TASK REQUIREMENTS: In the passage below about the third season of Da Vinci's Demons, write out the part starting with "The third and" and going on through "unanticipated gravitational pull.", and swap in "Ottomans" wherever "Turks" appears.

======== PAGE EXTRACT

The third and final season of Starz’s DA VINCI’S DEMONS, Saturdays at 8 PM, sees Leonardo Da Vinci, still a relatively young man played by Tom Riley, making weapons of war to defend Italy from the Turks.
David S. Goyer, who created DA VINCI’S DEMONS and is one of the executive producers, originally turned over the show-running reins for the third season to John Shiban because he was up to his eyebrows in other projects, including writing the screenplay for the much-anticipated BATMAN V. SUPERMAN and creating/running NBC’s CONSTANTINE, the TV series adaptation of D.C. Comics’ HELLBLAZER. However, as Goyer explains during a conversation at the Beverly Hills Four Seasons Hotel, his DEMONS wound up having some unanticipated gravitational pull.

================
======== PROVIDED INFORMATION

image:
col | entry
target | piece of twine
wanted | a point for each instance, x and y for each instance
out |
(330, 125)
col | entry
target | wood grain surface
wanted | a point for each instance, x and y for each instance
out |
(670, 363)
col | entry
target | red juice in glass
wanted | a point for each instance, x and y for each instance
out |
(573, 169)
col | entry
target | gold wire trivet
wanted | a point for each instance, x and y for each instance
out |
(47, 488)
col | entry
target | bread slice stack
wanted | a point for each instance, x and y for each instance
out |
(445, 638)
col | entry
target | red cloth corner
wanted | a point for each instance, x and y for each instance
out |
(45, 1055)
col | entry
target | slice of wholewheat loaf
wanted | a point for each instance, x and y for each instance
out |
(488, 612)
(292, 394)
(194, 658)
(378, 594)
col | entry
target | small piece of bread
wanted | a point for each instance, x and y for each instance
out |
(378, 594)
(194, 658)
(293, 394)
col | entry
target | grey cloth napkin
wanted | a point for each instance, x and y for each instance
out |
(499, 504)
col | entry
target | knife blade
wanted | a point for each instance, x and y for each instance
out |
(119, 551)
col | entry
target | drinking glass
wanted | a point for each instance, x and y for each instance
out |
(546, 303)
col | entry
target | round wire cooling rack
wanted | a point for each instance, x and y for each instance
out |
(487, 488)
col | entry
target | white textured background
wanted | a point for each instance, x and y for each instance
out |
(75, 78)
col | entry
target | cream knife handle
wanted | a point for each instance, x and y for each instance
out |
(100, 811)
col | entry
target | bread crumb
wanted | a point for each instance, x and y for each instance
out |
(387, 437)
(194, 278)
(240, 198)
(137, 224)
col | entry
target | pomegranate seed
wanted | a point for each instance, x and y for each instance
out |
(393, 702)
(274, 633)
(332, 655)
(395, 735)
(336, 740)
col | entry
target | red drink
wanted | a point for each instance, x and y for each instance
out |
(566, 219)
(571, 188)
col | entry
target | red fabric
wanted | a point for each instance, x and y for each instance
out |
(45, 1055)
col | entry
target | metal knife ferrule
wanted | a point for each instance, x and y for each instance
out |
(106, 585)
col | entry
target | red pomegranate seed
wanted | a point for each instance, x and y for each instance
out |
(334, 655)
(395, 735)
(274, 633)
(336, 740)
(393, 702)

================

ANSWER TO THIS TASK:
The third and final season of Starz’s DA VINCI’S DEMONS, Saturdays at 8 PM, sees Leonardo Da Vinci, still a relatively young man played by Tom Riley, making weapons of war to defend Italy from the Ottomans.
David S. Goyer, who created DA VINCI’S DEMONS and is one of the executive producers, originally turned over the show-running reins for the third season to John Shiban because he was up to his eyebrows in other projects, including writing the screenplay for the much-anticipated BATMAN V. SUPERMAN and creating/running NBC’s CONSTANTINE, the TV series adaptation of D.C. Comics’ HELLBLAZER. However, as Goyer explains during a conversation at the Beverly Hills Four Seasons Hotel, his DEMONS wound up having some unanticipated gravitational pull.